PAGE TEXT:
Learning Ambidextrous Robot Grasping Policies


Universal picking (UP), or the ability of robots to rapidly and reliably grasp a wide range of novel objects, can benefit applications in warehousing, manufacturing, medicine, retail, and service robots. UP is highly challenging because of inherent limitations in robot perception and control. Sensor noise and occlusions obscure the exact geometry and position of objects in the environment. Parameters governing physics such as center of mass and friction cannot be observed directly. Imprecise actuation and calibration lead to inaccuracies in arm positioning. Thus, a policy for UP cannot assume precise knowledge of the state of the robot or objects in the environment.

PROBLEM 1:
In the passage on universal picking, what two physical parameters does it say cannot be observed directly?
PROBLEM 2:
Name every application area that the passage on universal picking says could benefit from it.
PROBLEM 3:
Write the next paragraph of the passage on universal picking, following on from its final sentence.

DATA BELOW:
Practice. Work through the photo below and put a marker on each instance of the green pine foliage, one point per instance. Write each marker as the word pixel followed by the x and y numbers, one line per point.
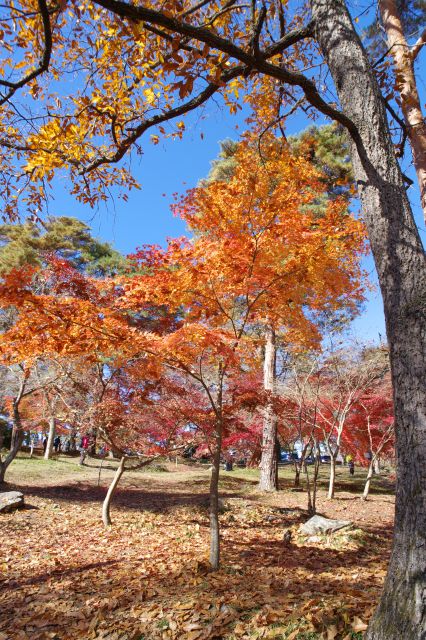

OUTPUT 1:
Center of mass and friction.

OUTPUT 2:
Warehousing, manufacturing, medicine, retail, and service robots.

OUTPUT 3:
One approach to UP is to create a database of grasps on three-dimensional (3D) object models using grasp performance metrics derived from geometry and physics (12) with stochastic sampling to model uncertainty (34). This analytic method requires a perception system to register sensor data to known objects and does not generalize well to a large variety of novel objects in practice (56). A second approach uses machine learning to train function approximators such as deep neural networks to predict the probability of success of candidate grasps from images using large training datasets of empirical successes and failures. Training datasets are collected from humans (79) or physical experiments (1012). Collecting such data may be tedious and prone to inaccuracies due to changes in calibration or hardware (13).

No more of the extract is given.